TASK BRIEF:
Transcribe each record exactly as it appears.

RECORD SET:
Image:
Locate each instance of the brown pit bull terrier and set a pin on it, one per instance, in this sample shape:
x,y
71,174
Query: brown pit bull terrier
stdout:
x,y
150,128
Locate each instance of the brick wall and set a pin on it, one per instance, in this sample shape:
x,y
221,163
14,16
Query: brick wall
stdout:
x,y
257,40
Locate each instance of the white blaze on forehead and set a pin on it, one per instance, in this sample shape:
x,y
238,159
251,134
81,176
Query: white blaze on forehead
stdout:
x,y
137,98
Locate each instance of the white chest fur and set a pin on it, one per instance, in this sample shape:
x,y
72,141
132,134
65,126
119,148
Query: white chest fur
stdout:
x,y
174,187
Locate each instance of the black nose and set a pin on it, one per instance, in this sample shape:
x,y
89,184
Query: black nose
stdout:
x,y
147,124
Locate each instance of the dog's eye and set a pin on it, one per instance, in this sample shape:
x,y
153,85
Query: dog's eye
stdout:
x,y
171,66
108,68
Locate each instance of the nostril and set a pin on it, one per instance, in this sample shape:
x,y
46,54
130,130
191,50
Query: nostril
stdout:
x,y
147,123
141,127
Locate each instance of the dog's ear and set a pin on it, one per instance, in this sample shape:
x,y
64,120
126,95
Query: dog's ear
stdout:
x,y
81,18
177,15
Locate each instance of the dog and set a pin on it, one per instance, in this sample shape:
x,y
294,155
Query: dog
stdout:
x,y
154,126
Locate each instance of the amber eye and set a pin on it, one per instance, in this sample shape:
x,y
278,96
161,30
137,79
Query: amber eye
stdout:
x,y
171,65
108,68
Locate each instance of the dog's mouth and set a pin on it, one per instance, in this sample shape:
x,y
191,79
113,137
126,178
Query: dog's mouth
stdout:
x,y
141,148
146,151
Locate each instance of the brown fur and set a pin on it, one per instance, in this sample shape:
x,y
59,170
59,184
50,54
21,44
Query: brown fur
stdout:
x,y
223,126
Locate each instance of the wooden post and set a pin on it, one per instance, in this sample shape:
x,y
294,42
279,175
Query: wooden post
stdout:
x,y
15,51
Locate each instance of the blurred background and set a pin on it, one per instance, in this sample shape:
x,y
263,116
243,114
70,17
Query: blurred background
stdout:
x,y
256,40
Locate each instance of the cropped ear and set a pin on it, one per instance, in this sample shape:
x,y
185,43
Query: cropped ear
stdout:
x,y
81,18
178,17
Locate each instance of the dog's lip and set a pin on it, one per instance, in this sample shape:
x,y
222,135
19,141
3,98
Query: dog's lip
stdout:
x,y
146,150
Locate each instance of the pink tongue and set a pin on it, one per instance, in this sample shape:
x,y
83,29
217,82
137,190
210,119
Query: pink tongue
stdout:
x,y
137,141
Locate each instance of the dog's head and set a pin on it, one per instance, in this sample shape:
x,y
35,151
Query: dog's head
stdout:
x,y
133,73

YOUR RESPONSE:
Image:
Locate each instance of the brown pit bull terrier and set a pin on it, one per instance, in this sample shape:
x,y
71,174
Query: brown pit bull terrier
stdout:
x,y
150,128
Locate each instance of the brick wall and set a pin on it, one per instance, in this sample shape:
x,y
221,163
14,16
Query: brick wall
stdout:
x,y
257,40
Locate each instance of the white blaze on forehead and set a pin on it, one per instance, in this sample shape:
x,y
238,159
251,134
81,176
Query: white blaze on forehead
stdout:
x,y
137,98
Locate each instance of the white chest fur and set a pin on it, one per instance, in this sample shape:
x,y
72,141
132,134
65,126
119,148
Query: white chest fur
stdout:
x,y
174,187
Locate each instance of the black nose and set a pin on it, one per instance, in this sample shape:
x,y
89,184
Query: black nose
stdout:
x,y
147,124
Locate each instance of the dog's eye and set a pin on it, one per instance, in this sample shape:
x,y
153,85
Query: dog's eye
stdout:
x,y
171,66
108,68
Locate each instance of the nostril and set a pin on it, one per instance, in this sample shape:
x,y
46,54
130,130
191,50
Query: nostril
stdout:
x,y
147,123
141,127
Locate each instance of the dog's ear and set a pin on it, one per instance, in this sample shape:
x,y
64,120
126,95
Query: dog's ear
stdout:
x,y
81,18
177,15
Locate each instance of the dog and set a pin on it, one per instance, in this sample shape:
x,y
294,155
Query: dog
stdout:
x,y
154,126
Locate each instance of the amber eye and set a pin on it, one per instance, in this sample shape:
x,y
278,96
161,30
137,79
Query: amber eye
stdout:
x,y
171,65
108,68
Locate each instance of the dog's mouth and set a pin on it, one per instance, in this sample shape:
x,y
191,79
113,137
126,178
Query: dog's mouth
stdout:
x,y
141,148
146,151
Locate each instance of the brown fur and set a pin on it, one per instance, in this sample shape:
x,y
59,170
59,184
50,54
21,44
Query: brown fur
stdout:
x,y
223,126
Locate each instance of the wooden post and set a pin on it, one per instance, in this sample shape:
x,y
294,42
279,175
Query: wooden post
stdout:
x,y
15,51
Locate each instance of the blurred background and set a pin on it, one per instance, in this sample shape:
x,y
263,116
243,114
70,17
Query: blurred background
stdout:
x,y
256,40
Locate each instance of the cropped ear and set a pin on it, one per instance, in this sample shape:
x,y
185,43
Query: cropped ear
stdout:
x,y
81,18
178,17
Locate each instance of the dog's lip and set a pin on it, one per instance, in this sample shape:
x,y
222,135
19,141
3,98
Query: dog's lip
stdout:
x,y
146,150
Locate each instance of the pink tongue and set a pin on it, one per instance, in this sample shape:
x,y
83,29
217,82
137,190
210,119
Query: pink tongue
stdout:
x,y
137,141
Locate each instance of the dog's head and set a pin on it, one per instance, in this sample shape:
x,y
35,151
Query: dog's head
stdout:
x,y
133,73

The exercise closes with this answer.